* TO DO
Which lines in the records below contain the word "brown"? Collect them and copy each one out in full.

>> Begin

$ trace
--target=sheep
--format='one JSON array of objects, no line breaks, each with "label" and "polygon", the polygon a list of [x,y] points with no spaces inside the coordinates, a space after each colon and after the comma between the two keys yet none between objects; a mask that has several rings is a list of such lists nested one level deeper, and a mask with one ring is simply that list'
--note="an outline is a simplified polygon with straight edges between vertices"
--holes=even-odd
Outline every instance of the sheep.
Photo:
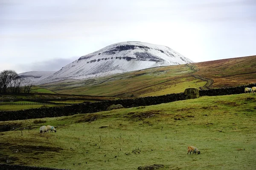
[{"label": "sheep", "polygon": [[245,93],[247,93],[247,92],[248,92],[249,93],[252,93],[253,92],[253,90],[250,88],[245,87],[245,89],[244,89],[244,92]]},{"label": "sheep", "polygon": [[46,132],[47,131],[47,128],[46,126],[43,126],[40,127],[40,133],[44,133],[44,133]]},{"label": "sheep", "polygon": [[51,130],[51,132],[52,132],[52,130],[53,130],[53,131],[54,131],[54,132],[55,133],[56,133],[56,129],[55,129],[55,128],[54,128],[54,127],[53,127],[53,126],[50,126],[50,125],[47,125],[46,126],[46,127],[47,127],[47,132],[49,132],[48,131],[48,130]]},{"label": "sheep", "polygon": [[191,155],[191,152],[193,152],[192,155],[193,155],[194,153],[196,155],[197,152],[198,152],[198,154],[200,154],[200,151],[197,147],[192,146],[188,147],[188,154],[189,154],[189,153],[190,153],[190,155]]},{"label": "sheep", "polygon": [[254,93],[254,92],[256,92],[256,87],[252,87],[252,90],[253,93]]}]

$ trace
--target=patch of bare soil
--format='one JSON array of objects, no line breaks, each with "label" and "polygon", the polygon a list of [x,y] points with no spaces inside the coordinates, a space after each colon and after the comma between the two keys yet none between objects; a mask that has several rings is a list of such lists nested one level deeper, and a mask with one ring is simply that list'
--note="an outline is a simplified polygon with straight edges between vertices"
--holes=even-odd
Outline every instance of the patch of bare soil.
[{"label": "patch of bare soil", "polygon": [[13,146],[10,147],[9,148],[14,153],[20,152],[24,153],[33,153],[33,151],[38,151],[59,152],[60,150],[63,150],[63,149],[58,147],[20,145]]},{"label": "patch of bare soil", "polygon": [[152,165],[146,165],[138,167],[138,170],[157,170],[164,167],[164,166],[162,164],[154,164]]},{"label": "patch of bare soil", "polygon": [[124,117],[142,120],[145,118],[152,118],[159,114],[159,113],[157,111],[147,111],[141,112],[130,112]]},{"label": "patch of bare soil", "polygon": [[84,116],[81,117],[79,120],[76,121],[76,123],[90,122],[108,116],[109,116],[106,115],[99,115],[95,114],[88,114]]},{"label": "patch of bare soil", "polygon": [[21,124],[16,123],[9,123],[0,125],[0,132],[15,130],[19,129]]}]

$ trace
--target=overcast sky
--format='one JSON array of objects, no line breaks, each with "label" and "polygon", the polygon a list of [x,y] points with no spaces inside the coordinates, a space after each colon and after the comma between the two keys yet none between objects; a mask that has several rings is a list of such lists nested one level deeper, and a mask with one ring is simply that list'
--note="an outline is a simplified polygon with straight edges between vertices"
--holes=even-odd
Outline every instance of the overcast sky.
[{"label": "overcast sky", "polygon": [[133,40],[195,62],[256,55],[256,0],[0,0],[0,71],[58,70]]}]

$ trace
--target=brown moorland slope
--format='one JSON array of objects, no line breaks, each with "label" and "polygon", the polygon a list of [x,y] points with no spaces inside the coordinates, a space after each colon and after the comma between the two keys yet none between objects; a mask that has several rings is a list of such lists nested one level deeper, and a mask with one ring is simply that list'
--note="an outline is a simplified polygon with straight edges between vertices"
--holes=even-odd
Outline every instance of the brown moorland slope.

>> End

* TASK RESULT
--target=brown moorland slope
Outline every instance of the brown moorland slope.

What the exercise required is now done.